### [GIVEN DATA]
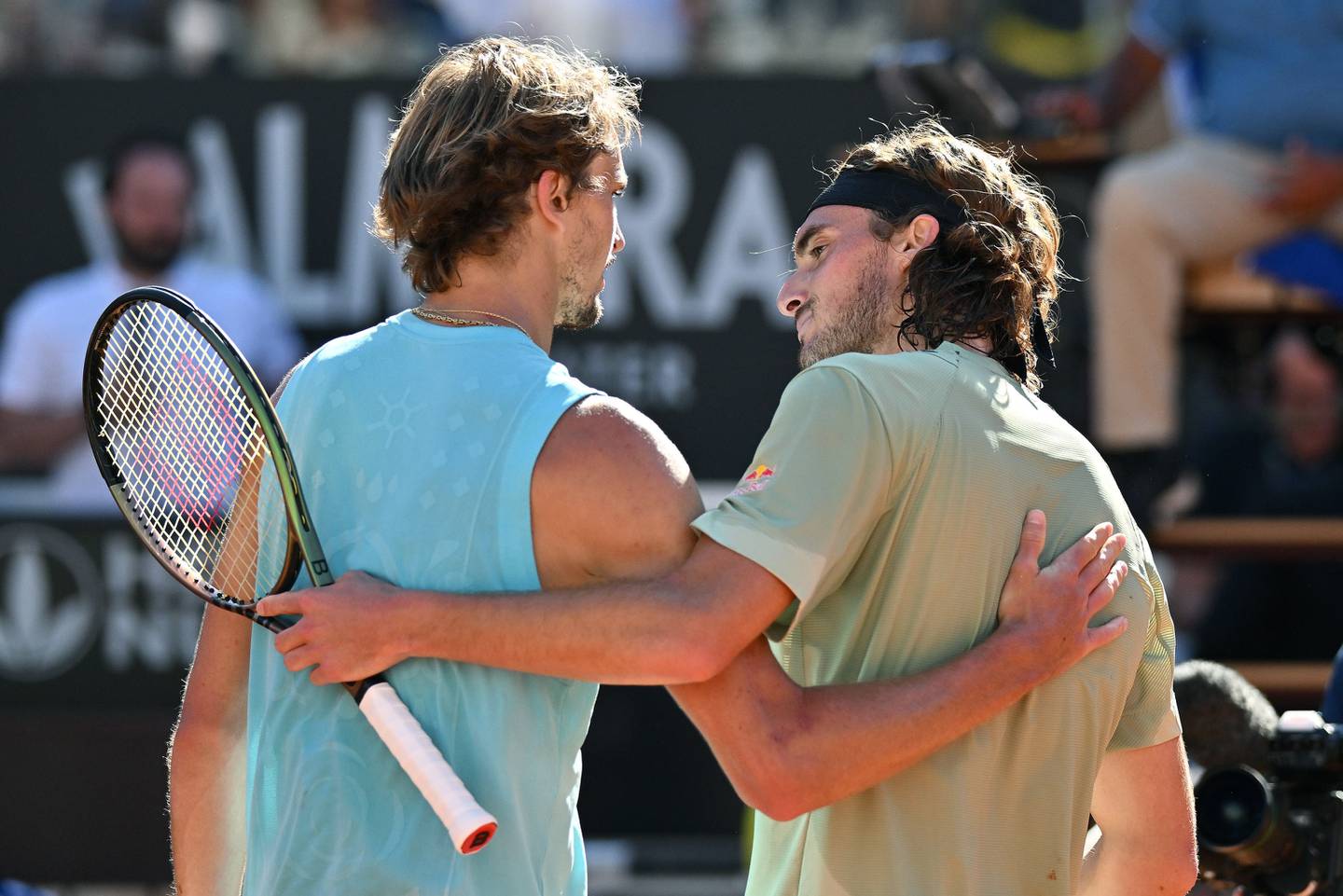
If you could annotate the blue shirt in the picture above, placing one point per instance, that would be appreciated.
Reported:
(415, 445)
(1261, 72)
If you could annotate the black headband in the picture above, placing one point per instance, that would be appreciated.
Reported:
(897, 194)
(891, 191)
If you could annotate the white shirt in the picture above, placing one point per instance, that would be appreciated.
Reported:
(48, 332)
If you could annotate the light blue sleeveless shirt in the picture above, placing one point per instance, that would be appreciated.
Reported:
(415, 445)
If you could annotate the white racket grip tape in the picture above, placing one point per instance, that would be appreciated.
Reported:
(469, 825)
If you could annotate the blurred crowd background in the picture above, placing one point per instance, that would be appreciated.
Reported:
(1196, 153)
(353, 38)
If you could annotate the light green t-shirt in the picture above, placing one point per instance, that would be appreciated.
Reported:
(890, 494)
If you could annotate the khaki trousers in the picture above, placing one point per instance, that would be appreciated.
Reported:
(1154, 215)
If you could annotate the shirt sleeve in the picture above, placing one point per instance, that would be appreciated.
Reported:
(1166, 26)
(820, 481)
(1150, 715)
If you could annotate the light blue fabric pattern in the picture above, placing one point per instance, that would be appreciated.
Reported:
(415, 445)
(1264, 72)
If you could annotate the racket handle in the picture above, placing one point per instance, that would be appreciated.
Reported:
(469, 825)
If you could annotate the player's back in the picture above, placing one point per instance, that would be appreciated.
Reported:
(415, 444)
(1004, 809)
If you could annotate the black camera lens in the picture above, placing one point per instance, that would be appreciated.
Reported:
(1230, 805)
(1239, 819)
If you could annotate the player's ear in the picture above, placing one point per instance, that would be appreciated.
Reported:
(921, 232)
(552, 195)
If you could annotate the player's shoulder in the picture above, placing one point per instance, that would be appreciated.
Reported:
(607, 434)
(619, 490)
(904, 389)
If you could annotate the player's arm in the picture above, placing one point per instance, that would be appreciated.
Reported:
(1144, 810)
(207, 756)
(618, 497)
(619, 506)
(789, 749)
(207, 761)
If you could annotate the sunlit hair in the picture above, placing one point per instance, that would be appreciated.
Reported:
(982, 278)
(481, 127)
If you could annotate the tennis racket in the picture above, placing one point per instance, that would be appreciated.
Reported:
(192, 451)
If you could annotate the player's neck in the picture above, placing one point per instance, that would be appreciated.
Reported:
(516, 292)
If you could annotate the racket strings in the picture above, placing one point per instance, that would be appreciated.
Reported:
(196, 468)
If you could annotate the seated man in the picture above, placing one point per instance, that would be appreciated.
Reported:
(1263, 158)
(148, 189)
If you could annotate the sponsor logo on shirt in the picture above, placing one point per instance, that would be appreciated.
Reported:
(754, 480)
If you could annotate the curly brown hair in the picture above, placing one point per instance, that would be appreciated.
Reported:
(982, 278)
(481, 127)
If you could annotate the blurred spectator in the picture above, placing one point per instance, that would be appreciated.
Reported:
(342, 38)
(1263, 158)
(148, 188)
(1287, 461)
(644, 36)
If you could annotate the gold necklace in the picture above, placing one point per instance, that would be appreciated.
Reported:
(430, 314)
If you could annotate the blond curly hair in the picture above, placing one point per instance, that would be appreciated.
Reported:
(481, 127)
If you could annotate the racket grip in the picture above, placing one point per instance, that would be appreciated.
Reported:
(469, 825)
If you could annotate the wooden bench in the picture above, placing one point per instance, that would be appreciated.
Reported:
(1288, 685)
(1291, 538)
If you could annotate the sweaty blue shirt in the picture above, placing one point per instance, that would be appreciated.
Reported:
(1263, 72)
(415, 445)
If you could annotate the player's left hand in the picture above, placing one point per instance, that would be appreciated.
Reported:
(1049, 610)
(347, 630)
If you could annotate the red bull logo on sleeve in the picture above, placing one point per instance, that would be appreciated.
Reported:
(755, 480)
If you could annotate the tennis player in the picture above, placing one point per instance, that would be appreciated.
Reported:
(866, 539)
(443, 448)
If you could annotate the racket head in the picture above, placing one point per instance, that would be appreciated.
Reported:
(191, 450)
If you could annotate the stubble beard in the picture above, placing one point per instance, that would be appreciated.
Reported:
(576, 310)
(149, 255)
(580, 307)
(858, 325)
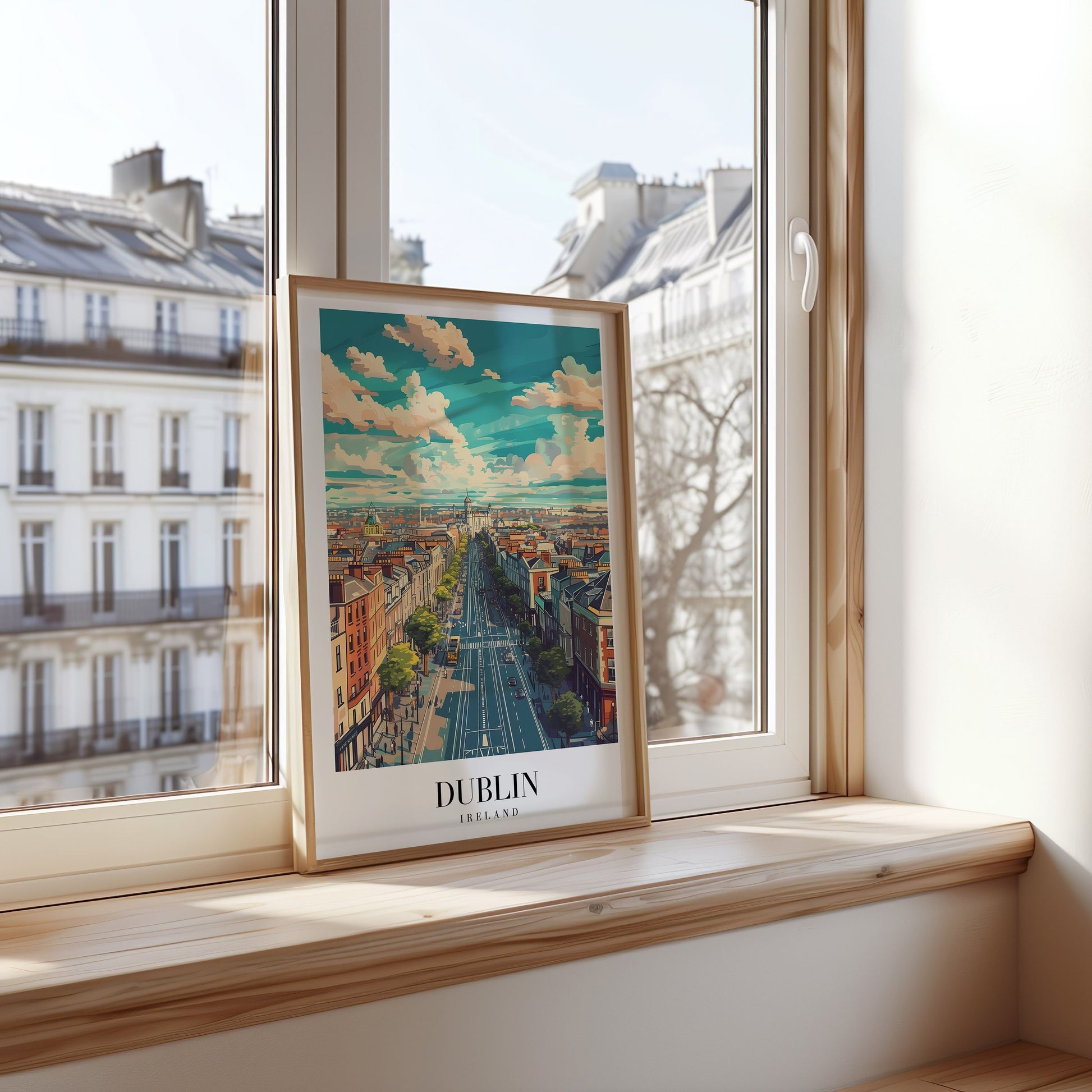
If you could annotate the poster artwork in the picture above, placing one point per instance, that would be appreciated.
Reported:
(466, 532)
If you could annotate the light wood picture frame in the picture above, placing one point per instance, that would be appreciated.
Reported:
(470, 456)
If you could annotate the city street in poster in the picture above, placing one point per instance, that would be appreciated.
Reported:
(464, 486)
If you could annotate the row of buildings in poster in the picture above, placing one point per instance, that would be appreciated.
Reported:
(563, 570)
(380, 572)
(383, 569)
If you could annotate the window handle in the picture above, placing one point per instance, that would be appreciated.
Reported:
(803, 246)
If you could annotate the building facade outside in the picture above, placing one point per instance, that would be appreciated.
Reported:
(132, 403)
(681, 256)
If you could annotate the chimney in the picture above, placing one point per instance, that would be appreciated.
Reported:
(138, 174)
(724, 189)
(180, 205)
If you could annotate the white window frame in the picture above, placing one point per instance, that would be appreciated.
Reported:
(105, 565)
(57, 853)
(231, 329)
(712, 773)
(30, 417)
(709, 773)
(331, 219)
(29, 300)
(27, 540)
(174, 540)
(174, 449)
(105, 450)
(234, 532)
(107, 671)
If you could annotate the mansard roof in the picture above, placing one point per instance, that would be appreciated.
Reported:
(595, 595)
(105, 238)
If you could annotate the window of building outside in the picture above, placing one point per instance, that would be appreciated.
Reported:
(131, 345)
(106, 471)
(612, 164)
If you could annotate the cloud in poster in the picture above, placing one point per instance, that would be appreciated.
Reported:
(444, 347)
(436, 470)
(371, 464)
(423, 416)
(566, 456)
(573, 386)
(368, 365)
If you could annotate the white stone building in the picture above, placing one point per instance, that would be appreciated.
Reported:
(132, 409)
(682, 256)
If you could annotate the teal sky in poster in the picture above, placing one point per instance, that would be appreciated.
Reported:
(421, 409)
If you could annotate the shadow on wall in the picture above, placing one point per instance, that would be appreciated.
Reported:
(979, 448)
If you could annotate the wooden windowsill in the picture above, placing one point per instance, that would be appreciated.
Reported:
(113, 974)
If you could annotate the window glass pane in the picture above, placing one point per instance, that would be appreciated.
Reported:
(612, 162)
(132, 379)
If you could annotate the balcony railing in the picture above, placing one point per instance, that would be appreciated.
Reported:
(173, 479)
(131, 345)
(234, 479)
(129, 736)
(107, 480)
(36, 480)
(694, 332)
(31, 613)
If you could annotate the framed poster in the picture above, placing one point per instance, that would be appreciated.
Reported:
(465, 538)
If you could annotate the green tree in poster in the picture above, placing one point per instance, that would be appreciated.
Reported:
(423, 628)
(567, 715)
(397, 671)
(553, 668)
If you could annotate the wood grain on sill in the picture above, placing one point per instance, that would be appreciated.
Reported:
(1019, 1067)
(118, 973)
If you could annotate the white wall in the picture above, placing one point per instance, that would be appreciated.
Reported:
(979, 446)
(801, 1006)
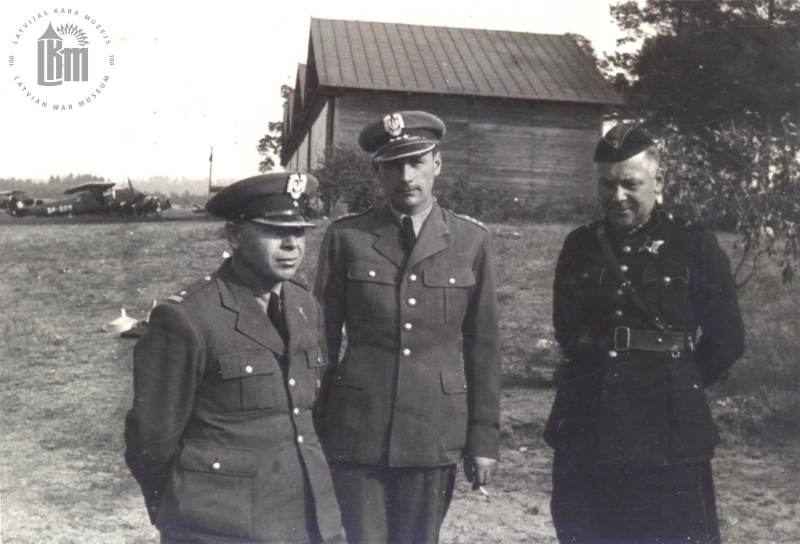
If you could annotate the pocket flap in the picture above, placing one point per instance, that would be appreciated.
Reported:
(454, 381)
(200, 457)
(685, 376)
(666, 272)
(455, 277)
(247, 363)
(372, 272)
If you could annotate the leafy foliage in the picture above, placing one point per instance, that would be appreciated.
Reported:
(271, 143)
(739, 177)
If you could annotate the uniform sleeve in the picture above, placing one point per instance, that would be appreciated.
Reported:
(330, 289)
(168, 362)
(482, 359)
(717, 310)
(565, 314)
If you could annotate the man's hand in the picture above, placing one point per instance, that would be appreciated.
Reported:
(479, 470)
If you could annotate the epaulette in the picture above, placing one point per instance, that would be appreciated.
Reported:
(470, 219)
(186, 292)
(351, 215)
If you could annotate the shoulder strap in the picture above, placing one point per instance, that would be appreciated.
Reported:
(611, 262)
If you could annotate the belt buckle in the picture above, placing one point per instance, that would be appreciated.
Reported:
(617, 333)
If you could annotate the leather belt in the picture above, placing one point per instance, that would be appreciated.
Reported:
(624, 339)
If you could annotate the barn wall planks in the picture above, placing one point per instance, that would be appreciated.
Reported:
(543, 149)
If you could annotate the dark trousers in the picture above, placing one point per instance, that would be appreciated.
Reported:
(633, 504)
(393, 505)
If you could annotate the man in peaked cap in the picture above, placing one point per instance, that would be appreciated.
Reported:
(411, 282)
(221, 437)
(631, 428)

### [PROBLEM TO WORK ON]
Return, word for word, the part of the data above that opens with the line containing "If you could annotate the window glass" and closes with the line containing "(801, 1006)", including both of those lines.

### [RESULT FOR THIS TASK]
If you could annotate the window glass pane in the picture above, placing one point per instance, that would be appreciated.
Reported:
(612, 162)
(132, 379)
If you could annotate the balcony railing in the picture above, placing one point per instance, that would be appreciated.
Reported:
(173, 479)
(131, 345)
(234, 479)
(129, 736)
(107, 480)
(36, 480)
(694, 332)
(31, 613)
If you could annotate the framed poster in the picture above, placing one point per instance, that would be appreciated.
Reported:
(465, 538)
If you could annotate the green tree in poster in the picture above, placing one point per instance, that would be appreciated.
Reported:
(423, 628)
(567, 715)
(397, 671)
(553, 668)
If you could annotate the wood grain on sill in the picture above, placing one point per instance, that would be appreciated.
Reported:
(1019, 1067)
(118, 973)
If you could annotate the white wall in the picture above, placing one point per instance, that would be appreciated.
Reported:
(979, 446)
(801, 1006)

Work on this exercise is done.